Point placement records
+===+

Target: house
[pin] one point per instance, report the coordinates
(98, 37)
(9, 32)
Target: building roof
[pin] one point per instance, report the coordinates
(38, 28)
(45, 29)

+===+

**The task**. Can you give the records as a two-column CSV with the columns "request" and "answer", one row per request? Put each text and each answer in a single quoted field, with line breaks turned into spaces.

**Response**.
request,answer
"Target: house [pin] one point per instance, report the coordinates","(98, 37) (9, 32)"
"Target: building roof [pin] one point per instance, report the coordinates","(38, 28) (45, 29)"